>> Begin INFORMATION SUPPLIED

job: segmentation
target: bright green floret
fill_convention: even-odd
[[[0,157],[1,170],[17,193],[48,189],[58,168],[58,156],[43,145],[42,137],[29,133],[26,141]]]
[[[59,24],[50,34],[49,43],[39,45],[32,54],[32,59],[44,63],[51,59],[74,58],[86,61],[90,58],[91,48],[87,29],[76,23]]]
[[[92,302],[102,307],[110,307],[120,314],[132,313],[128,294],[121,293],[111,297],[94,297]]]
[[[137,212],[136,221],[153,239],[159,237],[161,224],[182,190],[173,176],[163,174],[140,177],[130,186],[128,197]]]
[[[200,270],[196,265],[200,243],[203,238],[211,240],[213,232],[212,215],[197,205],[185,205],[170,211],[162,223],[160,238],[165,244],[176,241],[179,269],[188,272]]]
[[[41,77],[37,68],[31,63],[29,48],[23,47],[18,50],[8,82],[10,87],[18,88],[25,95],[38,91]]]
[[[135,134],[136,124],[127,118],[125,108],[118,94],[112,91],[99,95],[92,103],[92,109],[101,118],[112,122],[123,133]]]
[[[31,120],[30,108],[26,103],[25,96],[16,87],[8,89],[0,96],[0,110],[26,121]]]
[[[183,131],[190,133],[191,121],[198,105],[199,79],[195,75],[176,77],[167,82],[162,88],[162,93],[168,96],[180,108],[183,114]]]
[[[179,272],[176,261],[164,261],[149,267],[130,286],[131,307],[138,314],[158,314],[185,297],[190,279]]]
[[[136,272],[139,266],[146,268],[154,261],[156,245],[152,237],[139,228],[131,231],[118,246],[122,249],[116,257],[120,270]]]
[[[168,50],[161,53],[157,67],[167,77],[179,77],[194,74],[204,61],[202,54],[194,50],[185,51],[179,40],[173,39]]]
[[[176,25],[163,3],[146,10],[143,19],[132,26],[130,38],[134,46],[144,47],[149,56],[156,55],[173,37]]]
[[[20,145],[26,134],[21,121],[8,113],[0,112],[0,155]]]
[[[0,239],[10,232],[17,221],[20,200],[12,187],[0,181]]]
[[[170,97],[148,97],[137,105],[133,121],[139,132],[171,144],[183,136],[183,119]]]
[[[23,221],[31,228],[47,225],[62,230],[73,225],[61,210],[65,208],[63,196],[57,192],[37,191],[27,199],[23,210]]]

>> End INFORMATION SUPPLIED

• **TO DO**: Reproduce all of the lines above without any changes.

• **EXPECTED OUTPUT**:
job: segmentation
target: bright green floret
fill_convention: even-odd
[[[0,157],[1,170],[17,193],[48,189],[58,168],[58,156],[43,145],[42,137],[29,133],[26,141]]]
[[[59,24],[50,34],[49,43],[39,45],[32,54],[32,59],[44,63],[51,59],[74,58],[86,61],[90,58],[91,48],[87,29],[76,23]]]
[[[92,302],[102,307],[110,307],[120,314],[132,313],[128,294],[121,293],[111,297],[94,297]]]
[[[137,212],[136,221],[153,239],[159,237],[161,224],[182,190],[173,176],[163,174],[140,177],[130,186],[128,197]]]
[[[200,270],[196,265],[200,243],[203,238],[211,240],[213,232],[212,215],[197,205],[185,205],[170,211],[162,223],[160,238],[165,244],[176,241],[179,269],[188,272]]]
[[[41,77],[37,68],[31,63],[29,48],[23,47],[18,50],[8,82],[10,87],[18,88],[25,95],[38,91]]]
[[[135,134],[136,124],[127,118],[125,108],[118,94],[112,91],[99,95],[92,103],[92,109],[101,118],[112,122],[123,133]]]
[[[31,120],[30,108],[26,103],[25,96],[16,87],[8,89],[0,96],[0,110],[26,121]]]
[[[183,131],[190,133],[191,121],[198,105],[199,79],[195,75],[176,77],[167,82],[162,88],[162,93],[168,96],[180,108],[183,114]]]
[[[179,272],[176,261],[164,261],[149,267],[130,286],[131,307],[138,314],[158,314],[185,297],[190,279]]]
[[[136,272],[139,266],[146,268],[154,261],[156,245],[152,237],[139,228],[131,231],[118,246],[122,249],[116,257],[120,270]]]
[[[168,50],[161,53],[157,67],[167,77],[179,77],[194,74],[204,61],[202,54],[194,50],[185,51],[179,40],[173,39]]]
[[[176,25],[163,3],[146,10],[143,19],[132,26],[130,38],[134,46],[144,47],[149,56],[156,55],[173,37]]]
[[[20,145],[26,134],[21,121],[8,113],[0,112],[0,155]]]
[[[0,239],[10,232],[17,221],[20,200],[12,187],[0,181]]]
[[[170,97],[148,97],[137,105],[133,121],[139,132],[171,144],[183,136],[183,119]]]
[[[23,221],[31,228],[47,225],[62,230],[73,225],[61,210],[65,208],[63,196],[57,192],[37,191],[27,199],[23,210]]]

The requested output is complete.